— START DATA SHOWN —

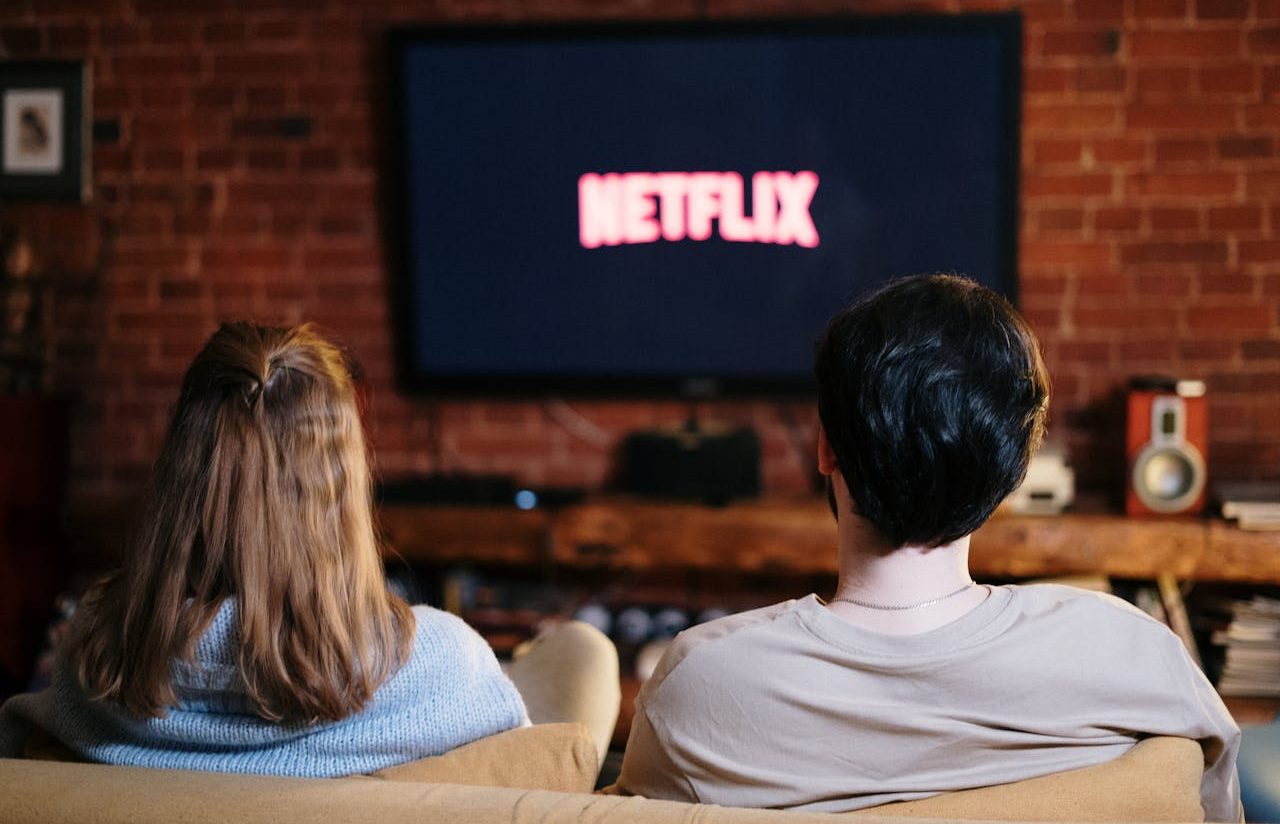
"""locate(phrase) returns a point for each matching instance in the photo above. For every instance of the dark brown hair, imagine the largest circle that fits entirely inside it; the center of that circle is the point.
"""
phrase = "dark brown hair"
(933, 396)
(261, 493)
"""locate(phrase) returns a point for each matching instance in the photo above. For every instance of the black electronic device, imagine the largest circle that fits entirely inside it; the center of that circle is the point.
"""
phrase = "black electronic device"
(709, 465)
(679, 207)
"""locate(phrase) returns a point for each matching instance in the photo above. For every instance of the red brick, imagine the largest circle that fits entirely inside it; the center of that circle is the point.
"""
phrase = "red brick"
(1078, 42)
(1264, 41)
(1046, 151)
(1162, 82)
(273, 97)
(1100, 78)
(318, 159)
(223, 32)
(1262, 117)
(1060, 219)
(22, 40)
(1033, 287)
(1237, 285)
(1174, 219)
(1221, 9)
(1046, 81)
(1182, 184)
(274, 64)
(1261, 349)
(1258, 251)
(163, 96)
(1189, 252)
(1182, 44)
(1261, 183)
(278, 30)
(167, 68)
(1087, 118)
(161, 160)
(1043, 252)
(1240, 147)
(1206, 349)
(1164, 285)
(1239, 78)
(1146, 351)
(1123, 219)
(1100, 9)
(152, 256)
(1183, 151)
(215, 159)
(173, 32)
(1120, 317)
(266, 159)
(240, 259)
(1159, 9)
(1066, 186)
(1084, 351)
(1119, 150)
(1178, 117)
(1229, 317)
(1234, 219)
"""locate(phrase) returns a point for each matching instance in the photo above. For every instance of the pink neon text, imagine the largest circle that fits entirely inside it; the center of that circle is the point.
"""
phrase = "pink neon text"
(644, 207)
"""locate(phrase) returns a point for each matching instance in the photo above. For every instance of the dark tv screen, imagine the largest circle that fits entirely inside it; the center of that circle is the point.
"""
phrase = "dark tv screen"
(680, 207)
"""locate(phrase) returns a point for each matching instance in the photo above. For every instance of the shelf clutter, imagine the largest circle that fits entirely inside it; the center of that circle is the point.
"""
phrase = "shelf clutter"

— END DATA SHOWN —

Update the data items by replacing "photo" with "image" throughout, changing nothing else and leaving the pictures out of your answer.

"""locate(phrase) returns a point for each matching instance in the image above. For every instance of the dark brown hair, imagine the largest circle that fits entirely inside it; the center of that circle is the point.
"""
phrase = "dark brown hair"
(933, 396)
(261, 493)
"""locate(phrase) returns a point for each matching instance in the image above. For every instance of the black electronic device, imagine the largest circle that fits entirely inside it; the center of that circle is the point.
"""
phrase = "black electronic device"
(709, 465)
(679, 207)
"""locate(phrase) returns a point for each matching instance in the image above. For every instance of the red brick, imagine the largest circle that fits entirely inside it; the center of that circle is the point.
"""
phrase = "red brick"
(1078, 42)
(1264, 41)
(1046, 151)
(1162, 82)
(273, 97)
(1100, 78)
(318, 159)
(223, 32)
(1262, 117)
(1060, 219)
(22, 40)
(1033, 287)
(1237, 285)
(1174, 219)
(1221, 9)
(1046, 81)
(1182, 184)
(274, 64)
(1261, 349)
(1258, 251)
(163, 96)
(1189, 252)
(1182, 44)
(1261, 183)
(278, 30)
(167, 68)
(1087, 118)
(161, 160)
(1043, 252)
(1240, 147)
(1206, 349)
(1164, 285)
(1239, 78)
(1146, 351)
(1123, 219)
(1100, 9)
(152, 256)
(1183, 151)
(215, 159)
(173, 32)
(1120, 317)
(266, 159)
(240, 259)
(1159, 9)
(1066, 186)
(1084, 351)
(1119, 150)
(1178, 117)
(1229, 317)
(1234, 219)
"""locate(phrase) returns a point for each matching instance in the image above. For every instance of the pink neon text, imagine the largest circle that fits entirely inside it; the center of that circle is the point.
"""
phrase = "pink neon text"
(644, 207)
"""locate(phrase) returns a point for each matching instance in the image above. For every instance of the dark tv screen, imagine the largest circle that fits entirely inside it; the center of that circle is the point.
"""
phrase = "dark tv screen"
(680, 207)
"""locate(phrase) returns a point for each matching instance in the image above. For every instance of the shelf clutter, imagine the largest circle that fits entirely inside it; the center of that circle is the point.
"""
phrase = "shelf clutter"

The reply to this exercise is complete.